EXERCISE PROMPT :: Every record below is to be retyped exactly.

TASK DATA ::
=-=-=
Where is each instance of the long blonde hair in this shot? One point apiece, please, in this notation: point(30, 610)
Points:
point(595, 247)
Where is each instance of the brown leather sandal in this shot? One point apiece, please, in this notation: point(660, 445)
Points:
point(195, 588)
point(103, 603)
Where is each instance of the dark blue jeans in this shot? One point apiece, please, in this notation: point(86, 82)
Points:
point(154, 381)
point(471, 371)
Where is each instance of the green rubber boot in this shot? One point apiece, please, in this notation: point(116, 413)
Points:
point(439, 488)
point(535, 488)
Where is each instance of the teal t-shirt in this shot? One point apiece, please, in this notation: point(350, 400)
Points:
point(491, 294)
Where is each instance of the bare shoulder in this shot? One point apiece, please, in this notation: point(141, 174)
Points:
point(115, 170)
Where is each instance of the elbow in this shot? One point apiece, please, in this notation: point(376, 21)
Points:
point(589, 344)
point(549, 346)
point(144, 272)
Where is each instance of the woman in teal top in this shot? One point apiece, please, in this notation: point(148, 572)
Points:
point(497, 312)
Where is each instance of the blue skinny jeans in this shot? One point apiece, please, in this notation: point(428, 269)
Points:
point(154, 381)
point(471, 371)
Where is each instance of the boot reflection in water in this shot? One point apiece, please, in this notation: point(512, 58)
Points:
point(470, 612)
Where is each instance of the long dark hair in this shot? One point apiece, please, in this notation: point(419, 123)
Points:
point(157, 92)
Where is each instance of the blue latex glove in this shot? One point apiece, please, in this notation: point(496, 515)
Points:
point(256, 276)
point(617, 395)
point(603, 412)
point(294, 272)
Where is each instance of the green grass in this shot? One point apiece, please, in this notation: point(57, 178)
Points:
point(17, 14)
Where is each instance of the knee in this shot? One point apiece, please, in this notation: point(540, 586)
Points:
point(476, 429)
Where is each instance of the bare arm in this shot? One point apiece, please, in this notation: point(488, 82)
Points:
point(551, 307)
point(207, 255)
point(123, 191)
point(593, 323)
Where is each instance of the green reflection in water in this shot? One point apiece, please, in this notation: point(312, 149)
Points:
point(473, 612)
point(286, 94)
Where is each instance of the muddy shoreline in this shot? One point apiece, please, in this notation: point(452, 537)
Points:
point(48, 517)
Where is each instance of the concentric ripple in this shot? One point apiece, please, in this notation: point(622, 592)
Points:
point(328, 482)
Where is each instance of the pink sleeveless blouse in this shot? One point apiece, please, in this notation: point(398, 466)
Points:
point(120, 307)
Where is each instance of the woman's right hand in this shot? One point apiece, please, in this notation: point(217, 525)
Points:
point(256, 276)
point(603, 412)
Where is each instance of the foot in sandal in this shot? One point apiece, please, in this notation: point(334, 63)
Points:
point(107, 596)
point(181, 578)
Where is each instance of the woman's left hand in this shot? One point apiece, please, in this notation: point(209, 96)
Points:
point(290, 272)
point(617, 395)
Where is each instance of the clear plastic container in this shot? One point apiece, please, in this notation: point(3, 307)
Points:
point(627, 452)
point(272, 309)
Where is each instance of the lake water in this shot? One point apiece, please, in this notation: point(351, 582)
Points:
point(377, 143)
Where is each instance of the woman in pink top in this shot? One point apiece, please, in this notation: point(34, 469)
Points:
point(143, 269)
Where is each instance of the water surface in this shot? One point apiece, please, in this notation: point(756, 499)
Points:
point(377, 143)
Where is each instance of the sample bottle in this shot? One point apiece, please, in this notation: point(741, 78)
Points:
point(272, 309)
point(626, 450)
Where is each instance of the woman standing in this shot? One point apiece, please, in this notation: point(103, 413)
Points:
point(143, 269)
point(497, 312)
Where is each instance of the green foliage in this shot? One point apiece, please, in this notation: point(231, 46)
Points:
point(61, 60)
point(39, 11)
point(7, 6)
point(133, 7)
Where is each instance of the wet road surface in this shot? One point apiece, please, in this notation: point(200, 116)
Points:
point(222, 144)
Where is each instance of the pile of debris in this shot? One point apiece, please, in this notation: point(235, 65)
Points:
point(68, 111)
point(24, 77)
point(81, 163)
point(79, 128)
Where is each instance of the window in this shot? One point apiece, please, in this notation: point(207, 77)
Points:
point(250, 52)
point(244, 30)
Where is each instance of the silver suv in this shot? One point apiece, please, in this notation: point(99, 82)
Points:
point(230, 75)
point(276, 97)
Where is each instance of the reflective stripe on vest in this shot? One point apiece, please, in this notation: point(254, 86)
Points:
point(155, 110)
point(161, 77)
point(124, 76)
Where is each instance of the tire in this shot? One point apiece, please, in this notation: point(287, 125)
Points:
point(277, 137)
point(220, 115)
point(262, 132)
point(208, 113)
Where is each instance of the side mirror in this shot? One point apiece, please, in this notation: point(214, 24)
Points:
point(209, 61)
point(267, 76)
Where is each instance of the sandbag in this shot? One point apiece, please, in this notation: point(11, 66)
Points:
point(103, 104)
=-=-=
FINISHED TASK ::
Where is each instance of the long blonde hair in this shot? One point apiece, please, in this notation: point(30, 610)
Points:
point(595, 247)
Where is each instance of the brown leather sandal in this shot? One point apiece, please, in this notation: point(660, 445)
Points:
point(195, 588)
point(103, 603)
Where is each instance of the dark blue jeans in this shot? One point apiece, please, in this notation: point(86, 82)
Points:
point(154, 381)
point(471, 371)
Where is each instance of the green rubber boot in this shot? One point apiece, please, in this notation: point(116, 413)
Points:
point(439, 488)
point(535, 488)
Where is each instance of the teal t-shirt in this shot? One point apiece, please, in this notation: point(350, 400)
Points:
point(491, 294)
Where is each instance of the bare shoulder in this shot? One point apiece, please, in this notation: point(141, 174)
Points:
point(115, 170)
Where is each instance of the elbow in this shot? One point apiece, please, in this notation: point(376, 21)
Points:
point(589, 344)
point(549, 346)
point(144, 272)
Where is each instance of the woman in teal top in this shot? One point apiece, please, in this notation: point(148, 572)
Points:
point(497, 312)
Where is each instance of the blue skinny jeans in this shot? One point apiece, please, in this notation: point(428, 269)
Points:
point(154, 381)
point(471, 371)
Where is each instance of the boot reflection in water in this shot? One point apiece, please, in this notation: point(512, 58)
Points:
point(470, 612)
Where is each instance of the long dark hair in this shot? One point apiece, please, in this notation: point(419, 123)
Points:
point(157, 92)
Where is each instance of the blue latex glove in this shot? One point apiece, please, in this notation: point(496, 515)
Points:
point(256, 276)
point(617, 395)
point(603, 412)
point(294, 272)
Where is each instance of the green grass in this shot? One point apiece, please, in this notation: point(57, 178)
Points:
point(17, 14)
Where is each instance of the knee in this shot? One point apiece, please, in this notation: point(540, 586)
Points:
point(476, 429)
Where is each instance of the bare arm in this shot? One point apiece, please, in this notation: point(488, 82)
Points:
point(551, 307)
point(207, 255)
point(123, 191)
point(593, 323)
Where is each instance of the green reflection in water in this shot? One point apiece, please, in this notation: point(312, 149)
Points:
point(473, 612)
point(286, 94)
Where is each instance of the muddy shoreline in this shot? One point apiece, please, in this notation: point(452, 537)
Points:
point(48, 517)
Where is each instance of the concentric ripple in this shot? One point apiece, please, in this notation: point(622, 592)
Points:
point(328, 482)
Where is each instance of the pink sleeveless blouse in this shot? One point apiece, please, in this notation: point(398, 466)
Points:
point(120, 307)
Where is each instance of the woman's right hand in this shot? One point apiece, please, in this notation: point(217, 525)
Points:
point(256, 276)
point(603, 412)
Where is each instance of the foot in sandal in this shot? One point apiece, please, in this notation: point(334, 63)
Points:
point(107, 596)
point(181, 578)
Where is each instance of the woman's left hand in this shot? One point apiece, please, in this notation: point(209, 96)
Points:
point(290, 272)
point(617, 395)
Where is each instance of the clear plastic container in this shot? One point apiece, please, in this notation: point(3, 307)
Points:
point(627, 452)
point(272, 309)
Where is each instance of the lake water in this shot? One point apiece, please, in this notation: point(351, 582)
Points:
point(377, 143)
Where is each instance of the woman in pink top in this shot? One point apiece, please, in this notation: point(34, 469)
Points:
point(143, 269)
Where is each instance of the water surface in this shot? One point apiece, please, in this notation: point(756, 499)
Points:
point(377, 143)
Where is each instance of the sample bottle in this shot? One point apiece, please, in this notation: point(741, 78)
Points:
point(272, 309)
point(626, 450)
Where is each instance of the woman standing in this shot? One point apiece, please, in this notation: point(103, 413)
Points:
point(143, 269)
point(497, 312)
Where is each instance of the green foliage in this shot? One point apiece, please, in this notation: point(231, 46)
Points:
point(61, 60)
point(39, 11)
point(7, 6)
point(133, 7)
Where is each instance of the wet road surface in this shot? One point apiece, please, in this notation: point(200, 116)
Points:
point(222, 144)
Where is each instance of the pile of debris in this shot? One point apiece, please, in this notation: point(235, 65)
Points:
point(68, 111)
point(24, 77)
point(81, 163)
point(79, 128)
Where is each instance of the window in this shot? One point apiece, please, in this notation: point(207, 77)
Points:
point(250, 52)
point(244, 30)
Where is each instance of the silver suv in this shot? One point apiece, please, in this notation: point(99, 82)
Points:
point(230, 75)
point(276, 97)
Where is each instance of the reflective stripe on vest in this shot? One point apiece, please, in this notation: point(254, 86)
Points:
point(155, 110)
point(161, 77)
point(124, 76)
Where is each instance of the tire in this shot? One point apiece, please, in this notation: point(287, 125)
Points:
point(277, 137)
point(220, 115)
point(262, 132)
point(208, 113)
Where is each instance of the side mirror in this shot? One point apiece, please, in this notation: point(214, 24)
Points:
point(209, 61)
point(267, 76)
Where is each instance of the sandbag in this shot? One point apiece, please, in this notation: point(11, 66)
Points:
point(103, 104)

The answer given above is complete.